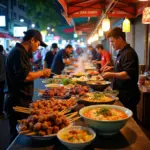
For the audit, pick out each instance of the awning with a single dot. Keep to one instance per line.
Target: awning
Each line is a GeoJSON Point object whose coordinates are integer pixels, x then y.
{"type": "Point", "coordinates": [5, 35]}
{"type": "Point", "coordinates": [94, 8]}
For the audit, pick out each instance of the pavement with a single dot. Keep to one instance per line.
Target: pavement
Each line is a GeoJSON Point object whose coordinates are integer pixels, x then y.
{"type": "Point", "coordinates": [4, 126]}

---

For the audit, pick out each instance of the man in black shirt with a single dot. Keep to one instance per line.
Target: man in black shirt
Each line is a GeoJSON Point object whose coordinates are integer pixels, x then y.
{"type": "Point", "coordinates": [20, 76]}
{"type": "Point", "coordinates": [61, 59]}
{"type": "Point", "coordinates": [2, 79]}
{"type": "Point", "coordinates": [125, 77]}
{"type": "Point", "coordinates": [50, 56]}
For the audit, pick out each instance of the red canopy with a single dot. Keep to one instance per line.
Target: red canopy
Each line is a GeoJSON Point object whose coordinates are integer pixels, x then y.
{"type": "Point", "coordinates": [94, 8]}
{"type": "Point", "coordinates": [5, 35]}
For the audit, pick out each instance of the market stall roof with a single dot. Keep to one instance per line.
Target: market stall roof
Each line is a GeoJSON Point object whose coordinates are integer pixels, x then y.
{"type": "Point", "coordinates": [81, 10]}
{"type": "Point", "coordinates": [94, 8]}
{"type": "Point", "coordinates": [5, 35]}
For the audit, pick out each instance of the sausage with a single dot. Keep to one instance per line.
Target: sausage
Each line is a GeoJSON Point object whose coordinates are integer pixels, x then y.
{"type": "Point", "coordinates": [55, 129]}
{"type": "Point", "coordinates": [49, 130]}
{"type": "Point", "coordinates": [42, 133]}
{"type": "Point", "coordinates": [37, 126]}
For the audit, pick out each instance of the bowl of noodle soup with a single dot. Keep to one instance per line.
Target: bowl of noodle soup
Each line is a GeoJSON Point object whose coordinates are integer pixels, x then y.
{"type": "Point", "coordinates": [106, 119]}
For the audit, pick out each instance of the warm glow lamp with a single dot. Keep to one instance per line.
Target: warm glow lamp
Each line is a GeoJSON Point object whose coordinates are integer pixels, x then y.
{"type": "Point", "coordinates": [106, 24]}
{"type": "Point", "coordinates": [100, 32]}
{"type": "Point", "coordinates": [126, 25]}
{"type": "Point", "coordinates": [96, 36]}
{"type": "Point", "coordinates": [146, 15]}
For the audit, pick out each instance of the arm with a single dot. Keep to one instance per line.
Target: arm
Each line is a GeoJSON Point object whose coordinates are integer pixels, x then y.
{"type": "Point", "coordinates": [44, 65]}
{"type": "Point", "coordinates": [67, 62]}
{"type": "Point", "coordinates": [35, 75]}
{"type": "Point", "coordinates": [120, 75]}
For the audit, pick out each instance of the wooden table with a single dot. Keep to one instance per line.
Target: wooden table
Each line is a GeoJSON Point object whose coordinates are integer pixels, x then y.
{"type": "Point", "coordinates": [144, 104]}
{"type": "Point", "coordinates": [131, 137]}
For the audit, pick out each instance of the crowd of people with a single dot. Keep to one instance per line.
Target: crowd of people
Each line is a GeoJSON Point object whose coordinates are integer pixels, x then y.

(SET PROBLEM)
Pull out every line of the records above that contains the word "awning", and copy each one in full.

(RIGHT ANSWER)
For the audit, pick out each instance of the awning with a single dot. Keep to one instance per line.
Target: awning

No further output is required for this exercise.